» Sezione del documento
++++++++++++++++++++

HIV, i giovani sono i più a rischio. Necessaria la massima attenzione

L’infettivologo: “I ragazzi non conoscono questa malattia, occorrono educazione e informazione”. I casi in Lombardia

HIV, i giovani sono i più a rischio. Necessaria la massima attenzione

Non se ne parla più molto, ma l’HIV continua a circolare. L’invito a non abbassare la guardia è rivolto a tutti, ma soprattutto ai giovani che, probabilmente, non avendo vissuto negli anni Ottanta, epoca terribile per questa pandemia, non ne hanno una vera consapevolezza e non conoscono le conseguenze dell’infezione.

L'HIV oggi: importante mantenere alta l'attenzione

Come spiega Andrea Gori, Professore di Malattie Infettive all’Università degli Studi di Milano, Dipartimento di Patofisiologia e Trapianti, Direttore del Centro per la Ricerca Multidisciplinare (MACH) dell’Università di Milano, Direttore del Dipartimento di Malattie Infettive e dell’Unità di Malattie Infettive all’Ospedale “Luigi Sacco", sempre di Milano, “Oggi è molto importante mantenere alta l’attenzione sul tema e parlarne. Solo in Lombardia – sottolinea - noi trattiamo circa 25.000 persone che vivono con HIV. Non è, dunque, una malattia rara ed è ancora diffusa. Oggi, a fronte di una diminuzione delle infezioni, c’è però una maggior frequenza di esposizione al rischio e di infezione nella popolazione tra i 18 e i 25 anni. Esiste, quindi, un bisogno estremo di fare informazione ed educazione perché, ancora oggi, quando vengono in ospedale, non sanno nemmeno cosa sia l’Aids. E si espongono in maniera pericolosa al rischio di infezione: la sessualità dei giovani è molto più promiscua rispetto a quella del passato. Per contrastare la circolazione del virus, le risposte risiedono nell’informazione e nell’educazione”.

L’obiettivo, quindi, non è solo quello di ridurre le infezioni, ma anche di diminuire il numero di quelle tardive, attraverso una diagnosi tempestiva e precoce. “Solo così, attraverso il trattamento, sarà possibile azzerare la contagiosità della persona e preservarla da una progressione della malattia verso forme sempre più gravi. Teniamo conto che le morti per Aids sono molto diminuite, ma se ne registrano ancora 150 l’anno”.

Professore Andrea Gori

Terapie e controlli

L’esistenza di terapie che possano arginare il problema e garantire, nel contempo, una buona qualità di vita – prosegue il Prof. Gori –, non deve rappresentare l’alibi per banalizzare e sottovalutare il rischio e la malattia. Un ragazzo di 18 anni che contrae l’HIV, deve sottoporsi a controlli continui e assumere le terapie a vita, cercando di essere più aderente possibile. E, nonostante ciò, non si può escludere il rischio che si sviluppino delle mutazioni che rendono le terapie inefficaci. A tutto ciò, spesso, si aggiunge lo stigma di essere una persona sieropositiva che ha ripercussioni sulla vita affettiva, sociale e lavorativa.

++++++++++++++++++++

» Compiti
[1] Rispondi alle domande seguenti sull'articolo sull'HIV.
(a) Quante persone che vivono con HIV vengono trattate in Lombardia, secondo Gori?
(b) Quante morti per Aids si registrano ancora ogni anno?
(c) In quale fascia d'età si osserva una maggior frequenza di esposizione al rischio e di infezione?
[2] Trascrivi per favore dall'articolo sull'HIV il tratto che va da "L’esistenza di terapie" fino a "sociale e lavorativa.".
[3] Indica se ciascuna affermazione concorda con l'articolo sull'HIV, rispondendo sì o no e citando le parole che lo decidono.
(a) Le morti per Aids sono aumentate.
(b) Un ragazzo che contrae l'HIV deve assumere le terapie a vita.
(c) L'HIV è descritto come una malattia rara.

» Dati da esaminare
++++++++++++++++++++

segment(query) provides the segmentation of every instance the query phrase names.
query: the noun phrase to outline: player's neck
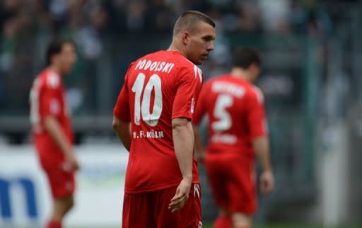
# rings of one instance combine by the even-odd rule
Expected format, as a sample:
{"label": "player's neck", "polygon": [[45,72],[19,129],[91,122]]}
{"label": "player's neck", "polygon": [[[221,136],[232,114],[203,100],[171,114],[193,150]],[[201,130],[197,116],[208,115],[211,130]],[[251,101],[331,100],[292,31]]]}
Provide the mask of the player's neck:
{"label": "player's neck", "polygon": [[243,69],[242,68],[233,68],[230,73],[231,76],[247,81],[250,81],[250,76],[247,71]]}
{"label": "player's neck", "polygon": [[49,66],[48,69],[51,70],[52,72],[54,72],[55,74],[58,74],[59,76],[62,76],[62,74],[61,72],[61,70],[59,67],[55,66],[55,65],[50,65]]}

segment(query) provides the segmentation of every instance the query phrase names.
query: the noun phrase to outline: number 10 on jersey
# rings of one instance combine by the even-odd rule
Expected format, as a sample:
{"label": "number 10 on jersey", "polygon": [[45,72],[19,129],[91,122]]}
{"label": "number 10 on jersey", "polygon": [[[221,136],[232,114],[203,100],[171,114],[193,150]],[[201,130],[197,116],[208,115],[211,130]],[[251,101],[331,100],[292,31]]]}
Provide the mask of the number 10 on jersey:
{"label": "number 10 on jersey", "polygon": [[[132,92],[134,96],[134,123],[137,125],[141,125],[141,116],[142,120],[151,127],[154,127],[158,122],[158,120],[162,113],[162,89],[161,79],[156,74],[153,74],[146,86],[144,83],[146,75],[144,73],[139,73],[132,86]],[[154,90],[155,99],[152,113],[150,113],[151,107],[151,94]],[[142,102],[141,102],[141,96],[143,93]]]}

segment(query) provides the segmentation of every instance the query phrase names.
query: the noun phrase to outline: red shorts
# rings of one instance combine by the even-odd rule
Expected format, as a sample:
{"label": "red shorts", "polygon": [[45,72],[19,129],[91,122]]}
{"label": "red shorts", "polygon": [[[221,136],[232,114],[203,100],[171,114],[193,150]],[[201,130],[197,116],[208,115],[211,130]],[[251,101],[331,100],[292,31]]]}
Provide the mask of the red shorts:
{"label": "red shorts", "polygon": [[62,165],[45,169],[54,198],[63,198],[73,195],[75,190],[74,171],[66,171]]}
{"label": "red shorts", "polygon": [[173,213],[168,209],[168,205],[176,188],[177,186],[148,193],[125,193],[122,228],[202,227],[199,185],[192,184],[184,207]]}
{"label": "red shorts", "polygon": [[231,212],[252,215],[257,210],[254,161],[206,156],[205,166],[215,203]]}

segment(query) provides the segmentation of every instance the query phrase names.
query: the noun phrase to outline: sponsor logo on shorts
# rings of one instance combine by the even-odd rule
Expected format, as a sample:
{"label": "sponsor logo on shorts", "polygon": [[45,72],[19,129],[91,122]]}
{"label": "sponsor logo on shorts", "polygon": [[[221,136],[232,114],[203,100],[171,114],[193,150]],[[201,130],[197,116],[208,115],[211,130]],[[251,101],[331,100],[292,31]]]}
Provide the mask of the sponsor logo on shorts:
{"label": "sponsor logo on shorts", "polygon": [[200,186],[197,183],[194,184],[194,197],[200,198]]}

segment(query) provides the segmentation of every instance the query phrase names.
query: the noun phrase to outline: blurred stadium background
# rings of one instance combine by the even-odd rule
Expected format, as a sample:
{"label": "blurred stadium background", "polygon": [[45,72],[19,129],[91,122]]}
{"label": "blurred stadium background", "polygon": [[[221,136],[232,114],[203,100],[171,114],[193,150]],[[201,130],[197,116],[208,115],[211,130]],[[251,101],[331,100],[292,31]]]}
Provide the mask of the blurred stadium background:
{"label": "blurred stadium background", "polygon": [[[187,9],[217,21],[215,51],[202,66],[206,79],[228,72],[238,45],[262,53],[257,85],[266,97],[276,188],[259,198],[255,224],[362,227],[357,0],[0,1],[1,227],[40,227],[49,213],[31,146],[28,93],[54,36],[74,39],[79,55],[66,77],[83,167],[67,227],[119,227],[127,153],[112,132],[112,106],[128,64],[166,49],[175,18]],[[207,224],[217,210],[200,169]]]}

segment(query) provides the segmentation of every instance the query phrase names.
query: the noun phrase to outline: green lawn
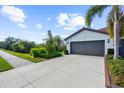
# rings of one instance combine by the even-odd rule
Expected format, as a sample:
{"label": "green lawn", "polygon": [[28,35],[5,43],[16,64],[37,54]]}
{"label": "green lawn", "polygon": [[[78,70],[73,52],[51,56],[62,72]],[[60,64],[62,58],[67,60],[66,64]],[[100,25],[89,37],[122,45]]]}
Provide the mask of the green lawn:
{"label": "green lawn", "polygon": [[30,56],[30,54],[26,54],[26,53],[18,53],[18,52],[13,52],[13,51],[5,50],[5,49],[1,49],[1,50],[4,51],[4,52],[7,52],[9,54],[18,56],[20,58],[23,58],[23,59],[35,62],[35,63],[42,62],[42,61],[46,60],[45,58],[33,58],[32,56]]}
{"label": "green lawn", "polygon": [[0,72],[12,69],[13,67],[2,57],[0,57]]}

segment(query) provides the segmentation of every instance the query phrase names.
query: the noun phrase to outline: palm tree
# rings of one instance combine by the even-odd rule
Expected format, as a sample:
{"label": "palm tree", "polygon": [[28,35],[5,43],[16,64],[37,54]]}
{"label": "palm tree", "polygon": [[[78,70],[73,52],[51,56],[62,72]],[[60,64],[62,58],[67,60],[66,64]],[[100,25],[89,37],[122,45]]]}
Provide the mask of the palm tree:
{"label": "palm tree", "polygon": [[86,14],[85,23],[87,26],[91,25],[91,22],[96,14],[99,15],[99,17],[102,16],[103,11],[107,8],[111,7],[111,11],[108,16],[108,30],[110,33],[110,37],[114,37],[114,59],[117,59],[119,57],[119,42],[120,42],[120,32],[122,32],[122,27],[124,25],[122,24],[124,22],[124,16],[121,6],[114,5],[95,5],[92,6]]}

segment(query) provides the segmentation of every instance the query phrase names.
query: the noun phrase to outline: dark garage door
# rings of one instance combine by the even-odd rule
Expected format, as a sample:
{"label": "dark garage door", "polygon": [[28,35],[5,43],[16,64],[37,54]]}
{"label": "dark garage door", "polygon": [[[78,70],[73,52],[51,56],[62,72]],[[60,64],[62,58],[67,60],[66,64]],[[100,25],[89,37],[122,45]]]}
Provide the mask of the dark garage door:
{"label": "dark garage door", "polygon": [[71,42],[71,54],[104,56],[104,40]]}

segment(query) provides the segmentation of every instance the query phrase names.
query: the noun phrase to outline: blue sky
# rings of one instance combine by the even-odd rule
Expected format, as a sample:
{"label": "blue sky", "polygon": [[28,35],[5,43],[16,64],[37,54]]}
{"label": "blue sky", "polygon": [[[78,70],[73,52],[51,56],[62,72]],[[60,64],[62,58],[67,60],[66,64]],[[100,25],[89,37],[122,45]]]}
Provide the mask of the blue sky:
{"label": "blue sky", "polygon": [[[50,29],[53,35],[62,38],[85,26],[85,14],[90,6],[0,6],[0,40],[8,36],[42,43]],[[106,16],[95,17],[91,28],[106,26]]]}

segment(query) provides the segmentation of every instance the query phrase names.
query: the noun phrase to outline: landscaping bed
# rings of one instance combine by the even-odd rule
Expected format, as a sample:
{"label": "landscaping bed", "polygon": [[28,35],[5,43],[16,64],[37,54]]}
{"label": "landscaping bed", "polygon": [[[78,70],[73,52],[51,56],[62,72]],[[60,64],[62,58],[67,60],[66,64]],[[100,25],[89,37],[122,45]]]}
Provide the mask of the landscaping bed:
{"label": "landscaping bed", "polygon": [[2,57],[0,57],[0,72],[12,69],[13,67]]}
{"label": "landscaping bed", "polygon": [[46,58],[38,58],[38,57],[33,58],[30,54],[27,54],[27,53],[18,53],[18,52],[13,52],[13,51],[10,51],[10,50],[5,50],[5,49],[1,49],[1,50],[4,51],[4,52],[7,52],[9,54],[18,56],[20,58],[35,62],[35,63],[42,62],[42,61],[46,60]]}
{"label": "landscaping bed", "polygon": [[105,58],[105,83],[106,87],[124,87],[124,58],[113,60],[113,55]]}

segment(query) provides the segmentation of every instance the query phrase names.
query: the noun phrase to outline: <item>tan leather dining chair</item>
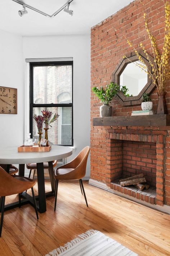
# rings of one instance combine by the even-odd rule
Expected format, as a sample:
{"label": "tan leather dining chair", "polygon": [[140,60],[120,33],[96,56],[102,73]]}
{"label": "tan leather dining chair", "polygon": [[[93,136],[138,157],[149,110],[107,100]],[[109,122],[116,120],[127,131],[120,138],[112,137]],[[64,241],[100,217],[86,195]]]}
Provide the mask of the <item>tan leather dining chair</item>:
{"label": "tan leather dining chair", "polygon": [[20,207],[21,194],[23,191],[31,188],[37,219],[38,219],[38,211],[34,195],[33,187],[36,184],[33,180],[17,175],[11,175],[0,167],[0,197],[1,199],[1,218],[0,224],[0,237],[3,228],[5,197],[16,194],[19,194],[19,204]]}
{"label": "tan leather dining chair", "polygon": [[[5,169],[5,164],[0,164],[0,167],[1,167],[3,169]],[[12,164],[10,164],[10,166],[9,167],[9,173],[13,175],[14,174],[15,174],[17,173],[18,172],[18,169],[16,166],[14,166]]]}
{"label": "tan leather dining chair", "polygon": [[88,204],[82,179],[86,175],[87,162],[89,151],[90,147],[88,146],[86,147],[73,160],[62,166],[57,168],[55,170],[54,177],[56,179],[56,181],[55,192],[55,211],[56,209],[57,193],[59,180],[78,180],[82,194],[84,195],[86,205],[88,207]]}
{"label": "tan leather dining chair", "polygon": [[[49,141],[49,144],[50,145],[53,145],[53,144],[51,142],[50,142],[50,141]],[[57,164],[57,161],[56,160],[54,160],[54,161],[52,161],[52,165],[53,165],[53,168],[56,166]],[[49,174],[50,175],[50,171],[49,170],[49,163],[47,163],[47,162],[45,162],[45,163],[43,163],[43,166],[44,166],[44,169],[49,169]],[[33,176],[32,177],[32,178],[33,179],[34,178],[34,176],[35,176],[35,174],[36,173],[36,171],[37,169],[37,164],[36,163],[33,163],[33,164],[27,164],[26,165],[26,166],[27,167],[27,168],[29,170],[30,170],[29,171],[29,178],[30,178],[31,177],[31,172],[32,172],[32,170],[34,170],[34,172],[33,173]]]}

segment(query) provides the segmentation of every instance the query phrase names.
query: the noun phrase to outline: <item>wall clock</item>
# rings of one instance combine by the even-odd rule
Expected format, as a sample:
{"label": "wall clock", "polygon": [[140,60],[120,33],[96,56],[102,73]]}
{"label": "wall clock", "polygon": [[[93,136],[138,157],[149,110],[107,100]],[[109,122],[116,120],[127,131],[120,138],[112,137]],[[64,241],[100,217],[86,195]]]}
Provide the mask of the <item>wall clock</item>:
{"label": "wall clock", "polygon": [[0,114],[17,114],[17,89],[0,86]]}

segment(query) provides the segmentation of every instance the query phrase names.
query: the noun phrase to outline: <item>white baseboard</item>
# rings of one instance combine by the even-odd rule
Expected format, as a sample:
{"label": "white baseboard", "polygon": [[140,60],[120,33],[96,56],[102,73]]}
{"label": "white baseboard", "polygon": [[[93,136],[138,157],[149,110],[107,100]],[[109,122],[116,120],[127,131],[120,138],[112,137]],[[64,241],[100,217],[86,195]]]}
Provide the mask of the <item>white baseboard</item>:
{"label": "white baseboard", "polygon": [[107,190],[109,192],[112,193],[113,194],[117,195],[119,195],[120,197],[125,197],[127,199],[130,200],[131,201],[134,201],[136,203],[140,204],[143,204],[146,206],[147,206],[148,207],[155,209],[156,210],[160,211],[161,212],[166,212],[167,213],[170,214],[170,206],[168,206],[166,204],[164,204],[163,206],[160,206],[157,205],[156,204],[151,204],[148,203],[147,203],[144,201],[142,201],[142,200],[137,199],[137,198],[135,198],[132,197],[130,197],[128,195],[125,195],[125,194],[123,194],[122,193],[121,193],[118,191],[115,191],[113,189],[112,189],[110,187],[107,186],[106,184],[103,183],[102,182],[98,181],[95,180],[93,180],[93,179],[91,178],[89,180],[89,185],[92,185],[92,186],[94,186],[95,187],[99,187],[100,189]]}

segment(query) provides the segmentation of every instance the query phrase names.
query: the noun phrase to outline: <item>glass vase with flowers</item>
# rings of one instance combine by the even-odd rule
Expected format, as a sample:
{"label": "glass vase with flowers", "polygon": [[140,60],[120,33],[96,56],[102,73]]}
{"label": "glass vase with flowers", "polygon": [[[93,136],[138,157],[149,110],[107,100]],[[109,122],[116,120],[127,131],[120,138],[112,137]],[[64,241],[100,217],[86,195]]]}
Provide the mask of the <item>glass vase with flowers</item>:
{"label": "glass vase with flowers", "polygon": [[53,117],[52,117],[52,115],[53,113],[51,111],[49,111],[49,110],[43,110],[41,111],[41,113],[42,114],[42,117],[43,119],[45,125],[45,127],[44,128],[45,130],[45,136],[44,137],[45,139],[47,140],[46,146],[48,147],[48,130],[49,129],[49,126],[52,127],[51,124],[56,120],[59,116],[59,115],[58,114],[55,113]]}
{"label": "glass vase with flowers", "polygon": [[42,129],[44,120],[42,116],[37,116],[36,114],[34,115],[33,118],[36,121],[38,128],[38,133],[39,134],[38,145],[40,147],[41,140],[42,137]]}

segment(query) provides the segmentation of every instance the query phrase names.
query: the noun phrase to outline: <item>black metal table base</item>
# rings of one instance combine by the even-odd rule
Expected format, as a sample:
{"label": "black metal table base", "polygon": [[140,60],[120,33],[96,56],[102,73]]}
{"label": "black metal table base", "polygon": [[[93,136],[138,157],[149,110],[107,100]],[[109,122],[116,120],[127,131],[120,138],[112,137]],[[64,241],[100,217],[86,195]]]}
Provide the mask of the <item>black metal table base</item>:
{"label": "black metal table base", "polygon": [[[49,192],[47,192],[45,193],[46,198],[54,196],[54,193],[52,191]],[[38,211],[40,213],[44,212],[42,211],[41,209],[40,209],[38,202],[38,196],[37,195],[35,197],[36,199],[36,203],[37,204],[37,208]],[[23,199],[21,200],[21,205],[24,205],[27,204],[30,204],[34,208],[34,204],[33,201],[33,198],[28,193],[26,193],[24,192],[22,193],[22,198]],[[8,204],[6,206],[5,206],[4,211],[11,210],[12,209],[15,208],[16,207],[19,207],[19,201],[17,201],[14,203],[12,203],[10,204]],[[0,212],[1,211],[0,211]]]}
{"label": "black metal table base", "polygon": [[[49,192],[45,193],[45,181],[44,178],[44,173],[43,164],[43,163],[37,163],[37,179],[38,184],[38,195],[35,197],[37,209],[40,213],[46,211],[46,200],[47,197],[54,196],[55,189],[55,178],[54,177],[54,172],[52,162],[48,162],[49,167],[49,173],[52,191]],[[6,172],[9,173],[9,165],[6,165],[5,169]],[[25,164],[19,164],[19,173],[21,176],[24,176]],[[23,192],[22,194],[23,200],[21,200],[21,205],[26,204],[29,203],[34,207],[33,198],[27,193]],[[0,203],[1,201],[0,199]],[[0,203],[0,205],[1,204]],[[17,207],[19,207],[19,201],[14,203],[9,204],[5,206],[4,211],[7,211]],[[0,212],[1,209],[0,209]]]}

++++++++++++++++++++

» Risposte numerate
[1]
(a) Circa 25.000.
(b) 150.
(c) Tra i 18 e i 25 anni.

[2]
L’esistenza di terapie che possano arginare il problema e garantire, nel contempo, una buona qualità di vita – prosegue il Prof. Gori –, non deve rappresentare l’alibi per banalizzare e sottovalutare il rischio e la malattia. Un ragazzo di 18 anni che contrae l’HIV, deve sottoporsi a controlli continui e assumere le terapie a vita, cercando di essere più aderente possibile. E, nonostante ciò, non si può escludere il rischio che si sviluppino delle mutazioni che rendono le terapie inefficaci. A tutto ciò, spesso, si aggiunge lo stigma di essere una persona sieropositiva che ha ripercussioni sulla vita affettiva, sociale e lavorativa.

[3]
(a) No: «le morti per Aids sono molto diminuite»
(b) Sì: «deve sottoporsi a controlli continui e assumere le terapie a vita»
(c) No: «Non è, dunque, una malattia rara ed è ancora diffusa»